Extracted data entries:
----
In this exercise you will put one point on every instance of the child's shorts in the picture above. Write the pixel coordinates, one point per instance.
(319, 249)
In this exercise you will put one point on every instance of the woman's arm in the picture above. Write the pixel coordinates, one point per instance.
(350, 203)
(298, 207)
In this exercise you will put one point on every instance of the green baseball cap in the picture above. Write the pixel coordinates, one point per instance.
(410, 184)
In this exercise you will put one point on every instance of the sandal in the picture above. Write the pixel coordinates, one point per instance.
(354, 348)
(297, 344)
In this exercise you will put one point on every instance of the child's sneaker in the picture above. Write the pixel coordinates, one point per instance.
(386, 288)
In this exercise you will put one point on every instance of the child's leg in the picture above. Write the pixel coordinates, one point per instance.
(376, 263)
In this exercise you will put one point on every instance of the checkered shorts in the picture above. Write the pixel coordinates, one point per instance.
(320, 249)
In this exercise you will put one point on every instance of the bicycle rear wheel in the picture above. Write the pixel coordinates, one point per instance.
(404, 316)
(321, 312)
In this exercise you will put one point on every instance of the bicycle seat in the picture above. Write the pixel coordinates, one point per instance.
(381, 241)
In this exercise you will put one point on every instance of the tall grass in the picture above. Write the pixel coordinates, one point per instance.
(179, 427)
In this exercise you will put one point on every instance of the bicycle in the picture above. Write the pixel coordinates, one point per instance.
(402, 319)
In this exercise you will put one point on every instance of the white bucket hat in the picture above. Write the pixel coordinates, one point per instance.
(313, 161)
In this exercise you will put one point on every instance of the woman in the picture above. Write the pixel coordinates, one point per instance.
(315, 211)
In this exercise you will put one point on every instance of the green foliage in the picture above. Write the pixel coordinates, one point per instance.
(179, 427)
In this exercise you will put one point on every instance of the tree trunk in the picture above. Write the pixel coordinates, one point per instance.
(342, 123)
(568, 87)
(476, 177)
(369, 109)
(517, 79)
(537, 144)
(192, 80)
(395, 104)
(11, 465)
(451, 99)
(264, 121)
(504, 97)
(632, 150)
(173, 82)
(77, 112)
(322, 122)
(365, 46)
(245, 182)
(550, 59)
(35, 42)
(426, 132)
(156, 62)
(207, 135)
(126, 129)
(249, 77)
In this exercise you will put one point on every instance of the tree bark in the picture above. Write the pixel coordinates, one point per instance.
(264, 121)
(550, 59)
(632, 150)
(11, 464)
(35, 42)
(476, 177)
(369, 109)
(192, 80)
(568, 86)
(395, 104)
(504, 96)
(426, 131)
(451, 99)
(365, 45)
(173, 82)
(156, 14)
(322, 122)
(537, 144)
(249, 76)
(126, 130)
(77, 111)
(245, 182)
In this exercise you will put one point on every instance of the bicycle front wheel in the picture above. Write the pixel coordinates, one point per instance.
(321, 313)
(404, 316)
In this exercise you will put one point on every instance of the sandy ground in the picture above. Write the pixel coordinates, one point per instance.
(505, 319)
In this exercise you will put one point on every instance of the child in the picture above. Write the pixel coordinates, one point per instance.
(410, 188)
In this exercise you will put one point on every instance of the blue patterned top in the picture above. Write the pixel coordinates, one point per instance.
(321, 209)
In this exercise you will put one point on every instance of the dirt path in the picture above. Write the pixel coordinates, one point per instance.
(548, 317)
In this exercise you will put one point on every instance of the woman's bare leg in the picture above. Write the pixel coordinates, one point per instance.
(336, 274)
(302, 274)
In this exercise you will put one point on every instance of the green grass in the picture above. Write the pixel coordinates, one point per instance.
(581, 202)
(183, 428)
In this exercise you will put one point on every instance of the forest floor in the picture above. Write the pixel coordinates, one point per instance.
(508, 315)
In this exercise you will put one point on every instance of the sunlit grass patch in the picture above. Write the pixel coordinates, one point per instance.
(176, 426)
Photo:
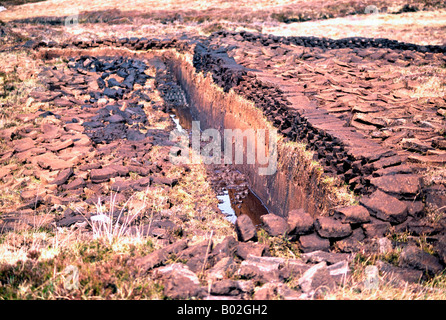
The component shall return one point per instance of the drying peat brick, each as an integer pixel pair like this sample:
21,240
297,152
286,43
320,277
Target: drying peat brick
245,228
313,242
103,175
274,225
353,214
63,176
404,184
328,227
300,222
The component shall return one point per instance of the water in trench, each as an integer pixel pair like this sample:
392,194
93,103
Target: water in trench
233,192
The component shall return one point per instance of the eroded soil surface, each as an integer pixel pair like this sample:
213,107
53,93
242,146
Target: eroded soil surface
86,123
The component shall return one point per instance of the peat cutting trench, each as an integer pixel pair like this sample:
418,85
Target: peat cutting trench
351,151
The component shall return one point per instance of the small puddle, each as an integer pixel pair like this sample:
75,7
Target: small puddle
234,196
----
Skip the images and set down the rest of the data unchanged.

Finished exercise:
In this exercise you will put one point on every instance of the child's shorts in the picture above. Write the pixel coordinates, one point per instance.
(319, 249)
In this exercise you will put one point on every instance of the woman's arm in the picture above. Write the pixel coordinates, one point per instance.
(350, 203)
(298, 207)
In this exercise you will put one point on every instance of the green baseball cap in the picture above. Write the pixel coordinates, one point per instance.
(410, 184)
In this exercise you will put one point on every instance of the sandal in the picture above. Write the pixel coordinates, one point per instance.
(354, 348)
(297, 344)
In this exercise you will put one point on every instance of the child's sneaker in the picture above. Write the pixel coordinates, one point per instance.
(386, 288)
In this exercise you will put one point on every instance of the child's leg in the picture above. Write the pixel coordinates, one point per instance.
(376, 263)
In this exercise you will put one point on every instance of the checkered shorts in the picture above. Write the pixel coordinates, one point per instance.
(320, 249)
In this exercise you will put one point on every instance of the bicycle rear wheel in the picture above. Write the pixel coordinates, one point per instance.
(404, 316)
(321, 312)
In this exercise you will put one point on every instance of the bicycle seat in the picture above. Write the pixel coordinates, one point per instance.
(381, 241)
In this exercise you will put one point on every instance of the tall grass in the picture above. Write the pixel coordinates, one point per instance.
(179, 427)
In this exercise you will put one point on every instance of the bicycle in the picture above. Write the pixel coordinates, one point per instance.
(402, 319)
In this exercise you will put one point on every instance of the white bucket hat in the picture above. Write the pixel coordinates, one point per instance.
(313, 161)
In this exercise you will put one point on every instance of the woman in the picture above. Write the pixel coordinates, one point per instance.
(315, 211)
In this exercise you will put one point on every instance of the green foliage in the picture above. Write the pixel coordinates, one point per instance.
(179, 427)
In this exercise you will put one point on every instance of the tree trunk in the picture above. Write the pixel coordinates, one point per instance.
(342, 123)
(568, 87)
(476, 177)
(369, 109)
(517, 79)
(537, 144)
(192, 80)
(395, 104)
(11, 465)
(451, 99)
(264, 121)
(504, 97)
(632, 150)
(173, 82)
(77, 112)
(322, 122)
(365, 46)
(245, 182)
(550, 59)
(35, 42)
(426, 132)
(156, 62)
(207, 135)
(126, 129)
(249, 77)
In this exercise you will put one point on every instance of the tree bark in the picture above. Write the pixel coordinates, one point per instance.
(264, 121)
(550, 59)
(632, 150)
(11, 464)
(35, 42)
(476, 177)
(369, 109)
(192, 80)
(568, 86)
(395, 104)
(504, 96)
(426, 131)
(451, 99)
(365, 45)
(173, 82)
(156, 14)
(322, 122)
(537, 144)
(249, 76)
(126, 130)
(77, 111)
(245, 182)
In this exercise you will put one point on every instance of the bicycle front wheel in the picture above. Write the pixel coordinates, one point per instance.
(321, 313)
(404, 316)
In this exercise you will put one point on every instance of the sandy ground in the picture above. Write the pixel coordinates, one point per instance.
(505, 319)
In this exercise you will put one point on every instance of the child in the picture above. Write the pixel coordinates, one point per instance.
(410, 188)
In this exercise you will put one point on every instance of the blue patterned top in the picture above. Write the pixel coordinates, one point per instance.
(321, 209)
In this exercise you will put one point on every instance of the dirt path in the picture above. Write the pixel coordinates, one point per instance.
(548, 317)
In this exercise you will put one point on every instance of the woman's bare leg in the picture above. Write the pixel coordinates, one point per instance.
(336, 274)
(302, 274)
In this exercise you will put one point on every instance of the green grass in the picture above. Write the pixel coordinates, one point per instance.
(581, 202)
(183, 428)
In this exercise you will put one point on every instance of the forest floor in the picture above. Write the pixel coordinates, one point per instance.
(508, 315)
In this exercise you will put one point on every instance of the sunlit grass patch in the picture above. Write the pixel coordinates, one point per instance.
(176, 426)
Photo:
The component shall return one point per instance of the drying peat brick, each as an integer pixel pair like this sample:
21,240
297,152
286,43
320,277
Target: drying peat brick
245,228
313,242
103,175
274,225
353,214
63,176
404,184
328,227
300,222
The component shall return one point per instance of the water in trench, each as an integer pixel pair like this sample:
392,194
93,103
Target: water in trench
233,192
The component shall return one point per instance of the eroded soil surface, each as an integer pixel pair like this sample:
213,107
53,93
242,146
Target: eroded soil surface
86,123
The component shall return one point per instance of the peat cutting trench, each as an integer pixel pair like this sample:
418,85
Target: peat cutting trench
351,151
The component shall return one point per instance of the small puddle, each as an integer pixel pair like this sample:
75,7
Target: small puddle
234,196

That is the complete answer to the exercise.